- SUPPLIED DATA
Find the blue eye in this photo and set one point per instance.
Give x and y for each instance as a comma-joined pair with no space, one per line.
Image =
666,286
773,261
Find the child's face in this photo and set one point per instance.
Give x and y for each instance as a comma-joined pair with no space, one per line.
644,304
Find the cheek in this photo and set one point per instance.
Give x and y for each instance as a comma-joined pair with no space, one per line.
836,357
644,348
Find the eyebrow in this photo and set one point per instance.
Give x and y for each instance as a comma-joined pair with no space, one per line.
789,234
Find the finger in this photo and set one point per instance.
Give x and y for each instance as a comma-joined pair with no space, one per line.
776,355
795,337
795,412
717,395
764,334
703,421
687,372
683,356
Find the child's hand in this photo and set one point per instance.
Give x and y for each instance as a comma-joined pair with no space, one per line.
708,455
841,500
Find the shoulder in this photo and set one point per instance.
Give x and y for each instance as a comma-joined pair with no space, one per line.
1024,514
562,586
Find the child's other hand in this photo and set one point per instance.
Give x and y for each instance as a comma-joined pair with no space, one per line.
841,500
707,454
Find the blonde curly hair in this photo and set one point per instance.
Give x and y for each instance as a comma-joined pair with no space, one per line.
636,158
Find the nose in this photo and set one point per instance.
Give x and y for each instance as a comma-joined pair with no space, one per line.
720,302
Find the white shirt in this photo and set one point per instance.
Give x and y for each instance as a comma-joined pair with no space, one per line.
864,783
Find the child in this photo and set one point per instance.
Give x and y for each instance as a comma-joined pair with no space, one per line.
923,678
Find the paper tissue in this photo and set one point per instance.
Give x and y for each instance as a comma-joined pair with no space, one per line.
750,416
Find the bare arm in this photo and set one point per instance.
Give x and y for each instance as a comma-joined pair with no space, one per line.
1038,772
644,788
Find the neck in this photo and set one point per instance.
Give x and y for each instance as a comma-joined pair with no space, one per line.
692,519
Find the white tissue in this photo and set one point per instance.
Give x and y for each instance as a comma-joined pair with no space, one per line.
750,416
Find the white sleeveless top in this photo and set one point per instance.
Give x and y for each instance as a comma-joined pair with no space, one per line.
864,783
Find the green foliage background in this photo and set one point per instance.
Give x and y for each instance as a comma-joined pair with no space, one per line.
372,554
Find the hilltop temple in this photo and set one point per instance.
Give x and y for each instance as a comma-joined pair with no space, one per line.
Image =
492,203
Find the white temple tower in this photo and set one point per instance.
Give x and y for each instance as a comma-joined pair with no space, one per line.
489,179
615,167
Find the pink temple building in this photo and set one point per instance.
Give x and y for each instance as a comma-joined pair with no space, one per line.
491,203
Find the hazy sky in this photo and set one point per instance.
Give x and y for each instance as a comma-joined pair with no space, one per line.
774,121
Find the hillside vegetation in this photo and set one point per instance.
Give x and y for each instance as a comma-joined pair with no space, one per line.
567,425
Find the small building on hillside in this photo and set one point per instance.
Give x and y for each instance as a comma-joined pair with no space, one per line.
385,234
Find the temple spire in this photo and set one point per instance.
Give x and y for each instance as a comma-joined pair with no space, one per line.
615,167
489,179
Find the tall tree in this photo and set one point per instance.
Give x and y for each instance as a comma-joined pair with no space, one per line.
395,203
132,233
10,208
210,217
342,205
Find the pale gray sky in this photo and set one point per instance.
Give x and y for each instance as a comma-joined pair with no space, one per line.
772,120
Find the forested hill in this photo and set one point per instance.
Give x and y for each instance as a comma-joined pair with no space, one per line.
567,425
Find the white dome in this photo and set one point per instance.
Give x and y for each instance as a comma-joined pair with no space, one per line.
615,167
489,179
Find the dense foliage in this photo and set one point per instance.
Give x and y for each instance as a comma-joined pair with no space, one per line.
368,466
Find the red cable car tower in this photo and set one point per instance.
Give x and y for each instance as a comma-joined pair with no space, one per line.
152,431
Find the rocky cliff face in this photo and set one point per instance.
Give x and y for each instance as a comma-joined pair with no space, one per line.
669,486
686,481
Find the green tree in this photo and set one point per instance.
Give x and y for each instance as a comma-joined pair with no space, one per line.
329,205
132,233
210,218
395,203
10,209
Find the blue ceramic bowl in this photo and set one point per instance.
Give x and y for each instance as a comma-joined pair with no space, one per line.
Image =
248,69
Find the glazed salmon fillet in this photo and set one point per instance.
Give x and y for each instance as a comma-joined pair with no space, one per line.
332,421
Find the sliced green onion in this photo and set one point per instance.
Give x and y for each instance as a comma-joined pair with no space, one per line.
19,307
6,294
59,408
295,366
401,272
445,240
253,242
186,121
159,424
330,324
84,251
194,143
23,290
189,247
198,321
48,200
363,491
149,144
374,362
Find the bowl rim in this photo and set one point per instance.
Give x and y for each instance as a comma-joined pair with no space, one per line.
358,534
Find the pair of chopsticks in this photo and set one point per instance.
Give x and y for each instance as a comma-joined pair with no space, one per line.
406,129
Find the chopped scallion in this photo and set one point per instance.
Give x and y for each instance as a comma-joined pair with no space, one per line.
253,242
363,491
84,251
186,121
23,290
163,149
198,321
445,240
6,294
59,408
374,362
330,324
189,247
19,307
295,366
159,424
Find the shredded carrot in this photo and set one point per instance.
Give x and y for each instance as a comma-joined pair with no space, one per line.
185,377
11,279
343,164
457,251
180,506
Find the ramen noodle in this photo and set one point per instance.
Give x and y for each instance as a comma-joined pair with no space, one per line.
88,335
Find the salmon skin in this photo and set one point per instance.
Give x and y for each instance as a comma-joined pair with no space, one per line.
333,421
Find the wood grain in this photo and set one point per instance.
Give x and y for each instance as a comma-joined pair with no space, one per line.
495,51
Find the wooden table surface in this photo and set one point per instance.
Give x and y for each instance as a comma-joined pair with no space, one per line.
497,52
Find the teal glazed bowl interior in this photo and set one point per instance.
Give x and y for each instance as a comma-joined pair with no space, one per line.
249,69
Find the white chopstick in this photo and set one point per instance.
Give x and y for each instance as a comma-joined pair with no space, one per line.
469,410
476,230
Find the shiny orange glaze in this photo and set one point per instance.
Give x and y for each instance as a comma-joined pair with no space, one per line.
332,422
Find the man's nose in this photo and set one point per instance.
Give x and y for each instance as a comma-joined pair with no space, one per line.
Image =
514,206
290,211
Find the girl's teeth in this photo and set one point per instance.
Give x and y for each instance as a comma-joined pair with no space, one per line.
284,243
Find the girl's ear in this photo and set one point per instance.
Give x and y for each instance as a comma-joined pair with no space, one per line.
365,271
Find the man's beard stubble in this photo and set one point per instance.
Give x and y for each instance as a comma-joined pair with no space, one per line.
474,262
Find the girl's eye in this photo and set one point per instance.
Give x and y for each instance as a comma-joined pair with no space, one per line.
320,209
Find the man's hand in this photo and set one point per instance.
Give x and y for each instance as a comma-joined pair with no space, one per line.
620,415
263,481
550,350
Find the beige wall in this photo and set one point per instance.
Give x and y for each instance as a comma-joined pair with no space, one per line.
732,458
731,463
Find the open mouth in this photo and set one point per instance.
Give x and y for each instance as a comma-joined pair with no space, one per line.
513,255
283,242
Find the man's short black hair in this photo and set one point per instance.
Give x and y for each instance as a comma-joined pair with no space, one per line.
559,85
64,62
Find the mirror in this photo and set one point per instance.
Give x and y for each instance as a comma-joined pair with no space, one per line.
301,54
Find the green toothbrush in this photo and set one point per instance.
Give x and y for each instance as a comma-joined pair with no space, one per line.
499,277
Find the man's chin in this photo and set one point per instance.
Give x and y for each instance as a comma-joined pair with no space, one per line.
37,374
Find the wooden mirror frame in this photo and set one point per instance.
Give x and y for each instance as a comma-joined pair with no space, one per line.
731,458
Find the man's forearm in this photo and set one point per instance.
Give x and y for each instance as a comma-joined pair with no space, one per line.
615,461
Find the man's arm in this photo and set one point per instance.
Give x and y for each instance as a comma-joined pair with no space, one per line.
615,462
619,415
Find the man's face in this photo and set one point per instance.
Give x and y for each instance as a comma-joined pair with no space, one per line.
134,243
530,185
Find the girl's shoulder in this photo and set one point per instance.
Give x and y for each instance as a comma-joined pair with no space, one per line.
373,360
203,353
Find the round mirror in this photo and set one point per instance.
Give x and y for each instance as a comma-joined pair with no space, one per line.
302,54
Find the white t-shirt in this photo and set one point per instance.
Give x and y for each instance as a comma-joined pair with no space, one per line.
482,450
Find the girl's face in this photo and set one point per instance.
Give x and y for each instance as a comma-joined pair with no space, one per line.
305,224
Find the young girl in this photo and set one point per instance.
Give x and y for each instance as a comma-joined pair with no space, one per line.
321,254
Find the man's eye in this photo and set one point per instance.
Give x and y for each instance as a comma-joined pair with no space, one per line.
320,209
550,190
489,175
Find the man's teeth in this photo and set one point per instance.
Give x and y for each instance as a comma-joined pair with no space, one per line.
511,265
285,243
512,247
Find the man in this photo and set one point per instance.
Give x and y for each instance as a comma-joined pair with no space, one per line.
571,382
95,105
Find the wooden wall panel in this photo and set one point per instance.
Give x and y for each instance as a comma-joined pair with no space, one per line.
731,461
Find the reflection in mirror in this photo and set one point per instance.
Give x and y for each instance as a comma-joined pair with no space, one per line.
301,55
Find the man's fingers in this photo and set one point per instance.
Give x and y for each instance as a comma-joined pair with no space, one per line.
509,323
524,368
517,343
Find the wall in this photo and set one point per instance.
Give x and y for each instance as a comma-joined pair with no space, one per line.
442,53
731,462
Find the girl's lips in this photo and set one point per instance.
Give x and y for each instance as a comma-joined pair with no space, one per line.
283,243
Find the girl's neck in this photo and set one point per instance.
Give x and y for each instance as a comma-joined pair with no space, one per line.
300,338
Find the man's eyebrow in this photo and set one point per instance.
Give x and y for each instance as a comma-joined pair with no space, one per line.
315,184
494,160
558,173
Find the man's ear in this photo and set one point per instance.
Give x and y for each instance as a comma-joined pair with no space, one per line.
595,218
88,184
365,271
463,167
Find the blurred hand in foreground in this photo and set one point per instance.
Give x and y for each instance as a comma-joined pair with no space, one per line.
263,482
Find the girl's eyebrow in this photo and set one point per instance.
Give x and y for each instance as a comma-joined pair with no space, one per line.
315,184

- TASK STATEMENT
Beginning at the line containing "Find the man's ear", repeat each line exactly through the last line of the entries, and include no other lines.

- TASK RESULT
Find the man's ear in this photo and set one point per instance.
Give x and y for each instance as a comma-joined pair with no space, one per line.
595,218
88,184
365,271
463,167
Find the blurred hand in foreground in this photo and set one point per instance.
Give x and y for each instance as a comma-joined pair with no space, one per line.
263,482
Find the girl's eyebrow in this photo and set one point per instance.
Give x and y for each instance as a comma-joined pair with no space, one per line.
315,184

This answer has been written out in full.